WHAT YOU NEED TO DO: Continue the documentation for the TagVariants annotator, starting right after its last line.

(Beginning of EXTRACT PROVIDED)

It is important to evaluate the significance of a correlation based on the number of data points used to estimate the correlation. If NGENOTYPES is low, many high r2 values would be expected by chance.

It is important to use reasonable window sizes, especially when evaluating the correlation of rare variants. Singletons are by definition perfectly correlated with other singletons in the same sample.

Example

 java -Xmx4g -cp SVToolkit.jar \
     org.broadinstitute.sv.main.SVAnnotator \
     -A TagVariants \
     -R human_g1k_v37.fasta \
     -vcf input.vcf \
     -tagFile tag_variants.vcf \
     -tagR2Threshold 0.5 \
     -populationMapFile 1000G_populations.map \
     -population CEU \
     -writeReport true \
     -writeSummary true \
     -reportDirectory reportdir

TagVariantsAnnotator specific arguments

Name Type Default value Summary
Optional Parameters
-filterGenotypes Boolean true True to ignore genotypes that have been filtered. Applies to both the input variants and tag variants.
-filterVariants Boolean true True to ignore variants that have been filtered. Applies to both the input variants and tag variants.
-genotypeQualityThreshold Double NA Ignore genotypes below this genotype quality GQ value (default no threshold). Applies to both the input variants and tag variants.
-population List[String] NA Population(s) or .list file of populations to process
-populationMapFile List[File] NA Map file (or files) containing sample to population assignments
-sample List[String] NA Sample(s) or .list file(s) of sample names
-tagIncludeOverlapping Boolean false True to calculate r2 for overlapping variants
-tagR2Threshold Double NA Minimum r2 value to report in report file (default no threshold)
-tagWindowSize Integer 1000000 Size of window to use for LD evaluation (default 1Mb)

(End of EXTRACT PROVIDED)
(Beginning of SUPPLIED DATA)

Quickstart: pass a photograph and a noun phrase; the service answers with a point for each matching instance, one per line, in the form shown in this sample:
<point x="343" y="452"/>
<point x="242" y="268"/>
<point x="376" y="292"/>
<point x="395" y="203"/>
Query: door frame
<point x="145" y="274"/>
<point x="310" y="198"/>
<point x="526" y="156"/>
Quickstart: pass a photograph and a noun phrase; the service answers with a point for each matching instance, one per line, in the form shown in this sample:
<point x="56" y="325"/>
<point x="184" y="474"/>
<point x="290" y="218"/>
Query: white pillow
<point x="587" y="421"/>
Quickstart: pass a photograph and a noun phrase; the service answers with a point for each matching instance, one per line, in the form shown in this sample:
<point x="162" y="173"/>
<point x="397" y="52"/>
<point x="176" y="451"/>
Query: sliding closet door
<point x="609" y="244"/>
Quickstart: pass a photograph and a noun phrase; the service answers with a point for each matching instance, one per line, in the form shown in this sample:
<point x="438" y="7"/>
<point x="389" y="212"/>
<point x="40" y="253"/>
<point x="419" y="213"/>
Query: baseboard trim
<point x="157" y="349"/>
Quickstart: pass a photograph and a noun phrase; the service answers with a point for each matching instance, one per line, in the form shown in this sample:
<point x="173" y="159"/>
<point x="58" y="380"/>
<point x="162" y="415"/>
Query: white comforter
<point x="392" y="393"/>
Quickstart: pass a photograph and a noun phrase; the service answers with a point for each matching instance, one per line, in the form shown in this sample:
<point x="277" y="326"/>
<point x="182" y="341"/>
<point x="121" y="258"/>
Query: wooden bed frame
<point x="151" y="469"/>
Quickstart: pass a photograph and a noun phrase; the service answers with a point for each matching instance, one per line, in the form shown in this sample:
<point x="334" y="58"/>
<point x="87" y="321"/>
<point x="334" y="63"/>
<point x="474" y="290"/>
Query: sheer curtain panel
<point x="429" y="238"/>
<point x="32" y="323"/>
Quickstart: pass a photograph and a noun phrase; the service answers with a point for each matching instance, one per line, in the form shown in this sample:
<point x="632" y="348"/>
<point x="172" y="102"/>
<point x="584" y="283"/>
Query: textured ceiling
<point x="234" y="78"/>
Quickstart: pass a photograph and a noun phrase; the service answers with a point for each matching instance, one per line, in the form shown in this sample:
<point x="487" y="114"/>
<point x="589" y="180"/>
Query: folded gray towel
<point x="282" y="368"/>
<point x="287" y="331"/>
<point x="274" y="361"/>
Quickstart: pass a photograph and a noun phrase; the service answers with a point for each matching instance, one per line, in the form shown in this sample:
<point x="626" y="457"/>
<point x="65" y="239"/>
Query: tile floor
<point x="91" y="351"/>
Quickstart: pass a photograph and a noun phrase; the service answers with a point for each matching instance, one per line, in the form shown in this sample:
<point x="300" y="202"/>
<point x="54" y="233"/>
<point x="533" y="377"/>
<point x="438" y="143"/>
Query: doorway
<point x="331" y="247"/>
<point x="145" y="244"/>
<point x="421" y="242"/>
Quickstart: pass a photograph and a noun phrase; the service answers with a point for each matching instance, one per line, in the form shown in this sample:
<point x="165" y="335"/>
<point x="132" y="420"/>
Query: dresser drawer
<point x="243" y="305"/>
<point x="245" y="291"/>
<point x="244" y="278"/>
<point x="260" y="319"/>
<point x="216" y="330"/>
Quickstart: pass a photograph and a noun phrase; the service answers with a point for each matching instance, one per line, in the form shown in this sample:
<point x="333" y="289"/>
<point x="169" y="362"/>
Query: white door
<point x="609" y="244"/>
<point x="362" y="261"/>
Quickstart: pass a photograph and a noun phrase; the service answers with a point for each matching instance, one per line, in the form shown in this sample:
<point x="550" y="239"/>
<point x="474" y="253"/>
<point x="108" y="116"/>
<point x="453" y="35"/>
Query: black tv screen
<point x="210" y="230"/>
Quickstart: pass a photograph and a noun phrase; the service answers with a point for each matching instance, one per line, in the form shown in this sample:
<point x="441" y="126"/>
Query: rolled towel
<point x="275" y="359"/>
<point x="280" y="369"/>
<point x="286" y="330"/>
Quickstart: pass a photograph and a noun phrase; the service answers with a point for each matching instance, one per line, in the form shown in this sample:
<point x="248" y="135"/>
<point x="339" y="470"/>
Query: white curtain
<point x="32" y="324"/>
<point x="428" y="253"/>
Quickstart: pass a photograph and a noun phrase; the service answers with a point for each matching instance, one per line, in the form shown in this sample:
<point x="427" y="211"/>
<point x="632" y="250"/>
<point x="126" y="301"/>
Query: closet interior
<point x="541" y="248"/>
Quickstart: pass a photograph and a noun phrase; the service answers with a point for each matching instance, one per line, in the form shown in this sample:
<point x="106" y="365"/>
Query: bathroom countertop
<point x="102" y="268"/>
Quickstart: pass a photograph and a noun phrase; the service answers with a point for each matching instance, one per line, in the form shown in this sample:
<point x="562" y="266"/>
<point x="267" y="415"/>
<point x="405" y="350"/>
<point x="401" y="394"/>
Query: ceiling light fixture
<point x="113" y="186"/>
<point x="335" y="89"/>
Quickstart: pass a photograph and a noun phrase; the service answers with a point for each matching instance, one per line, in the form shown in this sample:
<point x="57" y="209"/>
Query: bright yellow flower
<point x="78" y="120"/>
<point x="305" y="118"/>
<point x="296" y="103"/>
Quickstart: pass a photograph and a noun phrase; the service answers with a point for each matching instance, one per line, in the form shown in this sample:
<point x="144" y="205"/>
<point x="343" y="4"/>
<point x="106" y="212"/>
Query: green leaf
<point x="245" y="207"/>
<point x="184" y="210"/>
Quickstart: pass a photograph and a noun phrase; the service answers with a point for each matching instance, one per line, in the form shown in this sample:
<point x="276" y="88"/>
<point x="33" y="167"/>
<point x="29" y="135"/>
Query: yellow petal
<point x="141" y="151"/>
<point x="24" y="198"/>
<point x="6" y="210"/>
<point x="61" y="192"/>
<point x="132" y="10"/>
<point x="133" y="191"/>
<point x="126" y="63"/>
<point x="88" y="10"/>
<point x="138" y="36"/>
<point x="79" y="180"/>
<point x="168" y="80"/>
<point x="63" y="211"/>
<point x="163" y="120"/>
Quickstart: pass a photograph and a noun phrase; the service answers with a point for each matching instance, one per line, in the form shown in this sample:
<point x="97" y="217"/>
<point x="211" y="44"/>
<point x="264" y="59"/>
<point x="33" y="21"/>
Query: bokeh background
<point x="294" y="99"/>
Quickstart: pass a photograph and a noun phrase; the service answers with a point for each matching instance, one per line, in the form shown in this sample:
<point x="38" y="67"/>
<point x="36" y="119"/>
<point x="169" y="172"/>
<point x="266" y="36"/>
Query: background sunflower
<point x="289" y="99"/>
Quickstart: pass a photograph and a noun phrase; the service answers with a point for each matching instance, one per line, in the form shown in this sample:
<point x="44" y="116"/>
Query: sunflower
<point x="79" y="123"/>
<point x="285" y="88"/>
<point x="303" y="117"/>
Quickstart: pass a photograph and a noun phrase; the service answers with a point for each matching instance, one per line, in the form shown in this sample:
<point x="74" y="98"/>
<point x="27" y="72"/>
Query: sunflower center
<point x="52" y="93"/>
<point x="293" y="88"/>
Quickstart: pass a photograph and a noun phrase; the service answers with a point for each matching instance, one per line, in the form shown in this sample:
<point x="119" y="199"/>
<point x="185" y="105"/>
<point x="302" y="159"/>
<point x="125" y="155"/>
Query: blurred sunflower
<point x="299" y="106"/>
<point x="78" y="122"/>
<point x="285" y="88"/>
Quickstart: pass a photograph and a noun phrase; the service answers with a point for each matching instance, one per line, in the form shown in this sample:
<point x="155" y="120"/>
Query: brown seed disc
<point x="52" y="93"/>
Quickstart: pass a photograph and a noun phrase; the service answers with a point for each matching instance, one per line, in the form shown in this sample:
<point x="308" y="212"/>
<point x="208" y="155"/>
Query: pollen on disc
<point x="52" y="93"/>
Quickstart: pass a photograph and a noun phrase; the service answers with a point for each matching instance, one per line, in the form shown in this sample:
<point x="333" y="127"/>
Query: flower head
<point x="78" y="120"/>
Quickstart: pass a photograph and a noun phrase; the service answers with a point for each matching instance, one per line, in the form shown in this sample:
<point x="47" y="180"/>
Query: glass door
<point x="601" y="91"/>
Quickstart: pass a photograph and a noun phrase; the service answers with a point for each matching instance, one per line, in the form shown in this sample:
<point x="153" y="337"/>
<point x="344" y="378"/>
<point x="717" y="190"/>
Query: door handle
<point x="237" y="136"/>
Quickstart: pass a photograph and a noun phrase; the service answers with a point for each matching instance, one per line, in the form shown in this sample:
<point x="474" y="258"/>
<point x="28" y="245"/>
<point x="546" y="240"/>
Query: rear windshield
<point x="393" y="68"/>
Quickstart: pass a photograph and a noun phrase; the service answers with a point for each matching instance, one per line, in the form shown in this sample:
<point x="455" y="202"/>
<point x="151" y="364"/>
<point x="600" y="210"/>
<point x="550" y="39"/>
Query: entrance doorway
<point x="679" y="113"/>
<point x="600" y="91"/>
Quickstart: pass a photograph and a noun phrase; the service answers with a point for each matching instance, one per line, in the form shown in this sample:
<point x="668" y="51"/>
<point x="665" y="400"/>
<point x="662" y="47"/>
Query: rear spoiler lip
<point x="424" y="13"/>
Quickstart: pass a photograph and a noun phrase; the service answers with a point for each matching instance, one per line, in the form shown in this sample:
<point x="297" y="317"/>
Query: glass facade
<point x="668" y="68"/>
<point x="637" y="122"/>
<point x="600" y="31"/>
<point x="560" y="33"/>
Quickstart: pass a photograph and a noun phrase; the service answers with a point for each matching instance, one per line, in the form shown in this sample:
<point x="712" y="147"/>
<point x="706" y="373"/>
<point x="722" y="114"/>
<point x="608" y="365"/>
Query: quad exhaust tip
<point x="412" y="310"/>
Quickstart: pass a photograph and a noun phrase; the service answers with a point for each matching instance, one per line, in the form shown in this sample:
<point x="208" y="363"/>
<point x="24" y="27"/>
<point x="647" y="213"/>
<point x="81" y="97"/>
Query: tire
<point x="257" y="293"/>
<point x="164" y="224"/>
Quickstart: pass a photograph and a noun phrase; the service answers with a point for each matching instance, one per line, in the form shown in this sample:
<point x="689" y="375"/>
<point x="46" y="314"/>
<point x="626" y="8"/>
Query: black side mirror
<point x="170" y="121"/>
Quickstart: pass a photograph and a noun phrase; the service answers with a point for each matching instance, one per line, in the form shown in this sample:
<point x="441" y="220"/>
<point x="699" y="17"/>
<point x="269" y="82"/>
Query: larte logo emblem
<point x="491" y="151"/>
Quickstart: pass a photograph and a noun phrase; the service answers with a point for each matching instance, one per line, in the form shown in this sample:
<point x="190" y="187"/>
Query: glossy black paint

(End of SUPPLIED DATA)

OUTPUT OF THE EXERCISE:
Argument details

--filterGenotypes / -filterGenotypes ( Boolean with default value true )

True to ignore genotypes that have been filtered. Applies to both the input variants and tag variants..

--filterVariants / -filterVariants ( Boolean with default value true )

True to ignore variants that have been filtered. Applies to both the input variants and tag variants..

--genotypeQualityThreshold / -genotypeQualityThreshold ( Double )

Ignore genotypes below this genotype quality GQ value (default no threshold). Applies to both the input variants and tag variants..

--population / -population ( List[String] )

Population(s) or .list file of populations to process.

--populationMapFile / -populationMapFile ( List[File] )

Map file (or files) containing sample to population assignments.

--sample / -sample ( List[String] )

Sample(s) or .list file(s) of sample names.

--tagIncudeOverlapping / -tagIncludeOverlapping ( Boolean with default value false )

True to calculate r2 for overlapping variants.

--tagR2Threshold / -tagR2Threshold ( Double )

Minimum r2 value to report in report file (default no threshold).

--tagWindowSize / -tagWindowSize ( Integer with default value 1000000 )

Size of window to use for LD evaluation (default 1Mb).